# REQUIREMENT
Please count the lines in the records below that contain the string "target", and reply with only the number.

# TASK MATERIAL
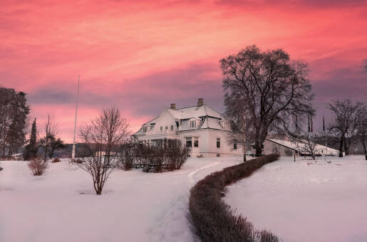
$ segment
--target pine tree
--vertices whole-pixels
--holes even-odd
[[[24,160],[29,160],[34,159],[37,157],[38,152],[38,145],[37,144],[37,123],[35,118],[32,123],[32,129],[31,130],[31,138],[29,139],[29,144],[26,146],[23,153],[23,158]]]
[[[29,140],[29,151],[31,158],[35,158],[37,156],[38,146],[37,145],[37,124],[35,118],[32,123],[32,130],[31,130],[31,139]]]

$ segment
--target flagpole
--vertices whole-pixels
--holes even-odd
[[[74,139],[73,140],[73,151],[71,152],[71,159],[75,159],[76,152],[76,117],[78,116],[78,101],[79,99],[79,82],[81,75],[78,75],[78,88],[76,91],[76,120],[74,122]]]

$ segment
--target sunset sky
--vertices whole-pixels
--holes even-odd
[[[256,44],[309,64],[319,124],[332,99],[367,102],[366,13],[356,0],[2,0],[0,85],[71,142],[80,74],[78,125],[115,105],[135,132],[171,102],[223,111],[219,60]]]

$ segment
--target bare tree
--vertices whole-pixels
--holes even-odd
[[[357,135],[363,147],[366,159],[367,160],[367,105],[363,104],[357,114]]]
[[[117,162],[113,152],[128,135],[128,122],[115,107],[103,109],[91,125],[81,128],[80,137],[90,157],[77,165],[91,177],[97,195],[102,194],[105,183]]]
[[[55,118],[53,116],[48,115],[47,118],[43,124],[45,136],[40,140],[41,146],[43,148],[44,162],[47,160],[48,149],[51,147],[53,139],[54,139],[55,136],[56,135],[56,128],[57,124],[55,122]]]
[[[343,157],[343,150],[349,154],[351,137],[356,134],[358,124],[358,114],[363,107],[362,102],[353,102],[350,99],[333,100],[329,104],[334,115],[329,130],[339,137],[339,157]]]
[[[257,155],[269,131],[290,132],[314,114],[307,65],[291,61],[284,51],[247,46],[220,63],[226,114],[254,143]]]
[[[234,103],[237,105],[237,103]],[[240,107],[236,108],[239,110]],[[248,110],[242,110],[246,112]],[[243,112],[233,112],[232,119],[229,120],[231,124],[231,132],[227,132],[227,140],[229,145],[236,144],[239,145],[243,150],[244,162],[246,162],[246,152],[251,144],[251,139],[246,138],[246,134],[249,134],[249,129],[251,127],[249,122],[247,122],[244,119],[249,117],[249,115],[244,115]]]

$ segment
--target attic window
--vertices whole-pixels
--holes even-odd
[[[220,148],[220,138],[217,138],[217,148]]]

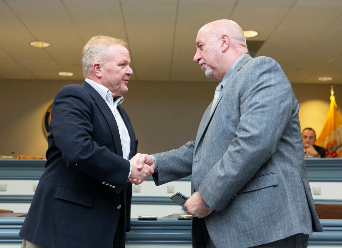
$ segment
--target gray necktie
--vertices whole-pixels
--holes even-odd
[[[214,109],[214,106],[215,106],[215,104],[216,104],[216,102],[217,101],[217,100],[219,99],[219,96],[220,95],[220,93],[221,93],[221,91],[222,90],[222,88],[223,88],[223,86],[222,85],[221,83],[221,82],[220,82],[219,85],[217,86],[217,87],[216,87],[216,89],[215,90],[215,94],[214,95],[214,100],[213,100],[213,104],[211,105],[211,112],[210,112],[210,114],[212,113],[213,110]]]

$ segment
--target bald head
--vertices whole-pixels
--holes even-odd
[[[248,53],[242,29],[230,20],[215,21],[201,28],[196,46],[194,61],[207,76],[218,81],[237,60]]]
[[[236,45],[238,48],[239,46],[244,48],[247,47],[242,29],[236,23],[231,20],[223,19],[209,23],[201,28],[198,32],[201,31],[206,32],[217,39],[226,35],[230,38],[232,44]]]

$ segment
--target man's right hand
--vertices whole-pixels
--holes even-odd
[[[136,169],[139,171],[144,169],[147,166],[149,168],[150,176],[152,175],[154,171],[155,167],[154,157],[152,155],[137,153],[133,158],[135,158],[136,156],[137,156],[138,154],[139,155],[139,156],[137,156],[137,159],[136,160],[136,163],[134,165],[136,165]],[[133,158],[132,158],[132,159]],[[131,161],[132,164],[132,171],[133,171],[133,163],[130,160],[130,161]],[[149,177],[149,176],[148,177],[148,177]],[[145,179],[142,180],[139,178],[134,177],[134,174],[133,174],[133,172],[131,172],[131,176],[128,179],[128,181],[130,182],[131,183],[134,183],[136,185],[138,185],[141,183]]]
[[[152,167],[143,163],[142,165],[137,166],[137,160],[141,155],[140,153],[137,153],[129,160],[132,165],[132,171],[130,178],[127,181],[137,185],[149,178],[153,173],[154,169],[154,166]]]

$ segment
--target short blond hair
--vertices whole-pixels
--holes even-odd
[[[84,77],[91,73],[95,62],[105,60],[108,48],[114,44],[119,44],[126,48],[127,46],[122,39],[110,36],[98,35],[89,40],[82,50],[82,70]]]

# SOLUTION TO THE EXERCISE
9